**Exercise instructions**
In the records below, the line with "Guideline: the keypoint for each instance of the truck hood" opens the range and the line with "Guideline: the keypoint for each instance of the chrome wheel" closes it; print that range exactly and nothing else.

**Records for processing**
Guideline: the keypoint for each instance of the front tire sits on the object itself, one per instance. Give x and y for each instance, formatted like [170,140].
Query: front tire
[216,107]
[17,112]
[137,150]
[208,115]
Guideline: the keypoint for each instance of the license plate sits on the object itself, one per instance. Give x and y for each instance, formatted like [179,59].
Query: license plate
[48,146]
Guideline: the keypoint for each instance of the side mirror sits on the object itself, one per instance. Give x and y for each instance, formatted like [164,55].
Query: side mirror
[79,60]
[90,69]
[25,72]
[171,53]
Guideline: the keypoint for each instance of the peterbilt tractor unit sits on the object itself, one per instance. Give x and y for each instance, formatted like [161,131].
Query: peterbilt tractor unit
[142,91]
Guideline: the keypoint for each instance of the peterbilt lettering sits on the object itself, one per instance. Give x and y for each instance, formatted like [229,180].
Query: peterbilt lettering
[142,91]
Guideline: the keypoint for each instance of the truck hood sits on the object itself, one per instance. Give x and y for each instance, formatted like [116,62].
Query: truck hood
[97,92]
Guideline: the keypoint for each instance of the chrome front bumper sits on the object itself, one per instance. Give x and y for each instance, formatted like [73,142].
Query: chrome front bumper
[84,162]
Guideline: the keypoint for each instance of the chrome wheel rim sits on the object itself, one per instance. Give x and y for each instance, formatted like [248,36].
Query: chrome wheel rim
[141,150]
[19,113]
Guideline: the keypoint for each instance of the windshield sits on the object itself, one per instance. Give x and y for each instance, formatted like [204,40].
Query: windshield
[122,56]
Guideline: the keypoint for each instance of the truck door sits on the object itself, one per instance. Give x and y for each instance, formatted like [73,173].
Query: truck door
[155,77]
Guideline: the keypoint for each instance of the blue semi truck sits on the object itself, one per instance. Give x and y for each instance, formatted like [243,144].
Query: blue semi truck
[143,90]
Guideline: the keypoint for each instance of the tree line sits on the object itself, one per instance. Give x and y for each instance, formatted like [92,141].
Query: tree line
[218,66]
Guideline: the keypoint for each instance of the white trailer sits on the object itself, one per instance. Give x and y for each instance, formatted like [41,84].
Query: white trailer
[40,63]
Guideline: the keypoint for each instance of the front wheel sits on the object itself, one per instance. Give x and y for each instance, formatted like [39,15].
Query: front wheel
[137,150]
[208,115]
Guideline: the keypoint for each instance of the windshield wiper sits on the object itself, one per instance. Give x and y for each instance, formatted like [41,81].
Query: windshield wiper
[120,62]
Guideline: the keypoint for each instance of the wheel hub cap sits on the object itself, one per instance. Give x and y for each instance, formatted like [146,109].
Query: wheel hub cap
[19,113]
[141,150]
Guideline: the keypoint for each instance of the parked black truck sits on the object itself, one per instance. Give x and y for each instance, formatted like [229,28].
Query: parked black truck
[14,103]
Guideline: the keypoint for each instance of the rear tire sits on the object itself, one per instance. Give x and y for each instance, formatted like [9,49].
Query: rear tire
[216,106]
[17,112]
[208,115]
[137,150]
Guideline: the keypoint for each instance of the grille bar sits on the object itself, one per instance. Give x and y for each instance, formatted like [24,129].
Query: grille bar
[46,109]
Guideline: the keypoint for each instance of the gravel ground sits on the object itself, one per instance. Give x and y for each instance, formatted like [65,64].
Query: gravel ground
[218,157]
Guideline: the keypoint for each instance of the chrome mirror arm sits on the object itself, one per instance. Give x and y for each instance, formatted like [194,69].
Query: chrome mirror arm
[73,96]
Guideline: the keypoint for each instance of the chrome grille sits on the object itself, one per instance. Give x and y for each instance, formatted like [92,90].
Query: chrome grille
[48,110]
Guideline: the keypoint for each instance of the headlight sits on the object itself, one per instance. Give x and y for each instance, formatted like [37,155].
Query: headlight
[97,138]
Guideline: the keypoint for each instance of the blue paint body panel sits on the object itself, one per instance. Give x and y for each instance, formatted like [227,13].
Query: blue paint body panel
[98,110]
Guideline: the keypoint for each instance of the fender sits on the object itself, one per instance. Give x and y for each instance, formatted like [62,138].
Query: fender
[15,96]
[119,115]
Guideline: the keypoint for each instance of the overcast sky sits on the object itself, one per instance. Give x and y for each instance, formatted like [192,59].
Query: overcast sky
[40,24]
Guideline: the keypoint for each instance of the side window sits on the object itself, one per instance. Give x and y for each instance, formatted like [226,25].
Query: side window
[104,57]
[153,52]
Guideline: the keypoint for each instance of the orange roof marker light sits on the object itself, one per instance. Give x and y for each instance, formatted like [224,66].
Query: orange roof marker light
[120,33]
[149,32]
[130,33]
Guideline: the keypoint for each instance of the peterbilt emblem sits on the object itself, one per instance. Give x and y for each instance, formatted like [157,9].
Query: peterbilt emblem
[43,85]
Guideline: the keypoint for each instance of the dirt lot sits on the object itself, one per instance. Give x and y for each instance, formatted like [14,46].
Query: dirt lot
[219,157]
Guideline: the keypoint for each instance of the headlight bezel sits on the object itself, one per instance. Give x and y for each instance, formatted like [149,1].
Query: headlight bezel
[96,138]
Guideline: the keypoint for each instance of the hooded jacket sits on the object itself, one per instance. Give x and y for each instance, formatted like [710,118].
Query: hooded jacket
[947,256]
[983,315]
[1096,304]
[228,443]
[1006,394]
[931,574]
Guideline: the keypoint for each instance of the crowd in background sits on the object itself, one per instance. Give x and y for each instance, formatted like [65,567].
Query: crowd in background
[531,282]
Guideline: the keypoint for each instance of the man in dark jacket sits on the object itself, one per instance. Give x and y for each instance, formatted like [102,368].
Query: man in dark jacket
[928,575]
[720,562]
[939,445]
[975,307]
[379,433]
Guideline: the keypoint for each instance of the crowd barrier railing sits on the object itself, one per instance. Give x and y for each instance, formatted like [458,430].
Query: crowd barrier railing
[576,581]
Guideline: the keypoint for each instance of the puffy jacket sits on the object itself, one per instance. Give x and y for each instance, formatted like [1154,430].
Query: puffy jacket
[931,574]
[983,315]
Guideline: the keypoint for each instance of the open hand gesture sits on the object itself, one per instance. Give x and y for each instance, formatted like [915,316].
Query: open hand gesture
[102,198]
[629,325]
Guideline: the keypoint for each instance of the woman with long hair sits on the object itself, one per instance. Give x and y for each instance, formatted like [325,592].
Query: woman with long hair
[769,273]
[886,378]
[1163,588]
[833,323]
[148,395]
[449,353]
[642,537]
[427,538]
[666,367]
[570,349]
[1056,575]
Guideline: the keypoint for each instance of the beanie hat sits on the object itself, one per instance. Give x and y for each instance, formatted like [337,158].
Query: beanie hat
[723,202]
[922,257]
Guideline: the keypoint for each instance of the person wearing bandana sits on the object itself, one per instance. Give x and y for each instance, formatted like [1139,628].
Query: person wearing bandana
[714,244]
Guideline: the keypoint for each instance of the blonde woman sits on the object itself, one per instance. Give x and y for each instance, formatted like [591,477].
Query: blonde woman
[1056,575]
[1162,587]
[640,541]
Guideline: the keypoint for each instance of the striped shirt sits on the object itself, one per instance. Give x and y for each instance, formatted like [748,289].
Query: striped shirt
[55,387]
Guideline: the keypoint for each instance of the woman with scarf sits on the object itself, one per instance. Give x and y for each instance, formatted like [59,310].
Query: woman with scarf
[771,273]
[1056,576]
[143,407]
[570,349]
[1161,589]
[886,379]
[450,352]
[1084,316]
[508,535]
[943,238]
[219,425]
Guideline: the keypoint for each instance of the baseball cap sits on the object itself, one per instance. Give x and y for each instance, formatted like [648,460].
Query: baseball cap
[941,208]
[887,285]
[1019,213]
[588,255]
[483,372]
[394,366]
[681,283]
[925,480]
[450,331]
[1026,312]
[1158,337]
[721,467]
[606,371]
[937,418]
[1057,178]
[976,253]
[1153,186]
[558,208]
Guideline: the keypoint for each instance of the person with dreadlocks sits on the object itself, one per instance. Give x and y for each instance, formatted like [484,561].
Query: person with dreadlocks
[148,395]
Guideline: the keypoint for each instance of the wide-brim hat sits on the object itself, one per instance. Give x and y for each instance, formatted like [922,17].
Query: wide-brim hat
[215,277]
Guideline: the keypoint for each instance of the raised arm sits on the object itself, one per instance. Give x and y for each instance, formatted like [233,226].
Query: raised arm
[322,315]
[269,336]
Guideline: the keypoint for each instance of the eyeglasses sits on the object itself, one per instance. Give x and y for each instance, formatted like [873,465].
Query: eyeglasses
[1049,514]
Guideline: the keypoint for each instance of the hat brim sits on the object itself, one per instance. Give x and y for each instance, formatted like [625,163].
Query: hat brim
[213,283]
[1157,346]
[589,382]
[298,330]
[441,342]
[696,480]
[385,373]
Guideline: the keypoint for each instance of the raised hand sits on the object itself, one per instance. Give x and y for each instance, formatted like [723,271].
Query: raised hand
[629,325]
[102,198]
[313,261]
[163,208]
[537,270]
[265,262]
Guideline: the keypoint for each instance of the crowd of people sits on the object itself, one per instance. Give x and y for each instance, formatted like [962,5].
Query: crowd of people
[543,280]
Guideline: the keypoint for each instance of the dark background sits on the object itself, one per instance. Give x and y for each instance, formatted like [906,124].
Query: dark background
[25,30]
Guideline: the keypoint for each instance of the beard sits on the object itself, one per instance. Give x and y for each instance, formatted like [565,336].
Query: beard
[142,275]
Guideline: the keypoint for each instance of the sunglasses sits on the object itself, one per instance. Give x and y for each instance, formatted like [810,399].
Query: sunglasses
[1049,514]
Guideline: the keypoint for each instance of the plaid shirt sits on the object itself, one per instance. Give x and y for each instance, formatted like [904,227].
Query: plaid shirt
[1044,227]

**Exercise solution**
Guideline: the keypoint for each instance of the truck hood sits on the object itself, one per instance. Give x and y for each instance, formatted like [116,62].
Query: truck hood
[97,92]
Guideline: the keypoint for each instance of the chrome front bumper sits on the object itself, one per instance. Give x and y for each instance, formatted like [73,142].
Query: chrome front bumper
[84,162]
Guideline: the keypoint for each instance of the chrome wheel rim sits on the object itself, one per instance. Give x and y for each instance, formatted like [248,36].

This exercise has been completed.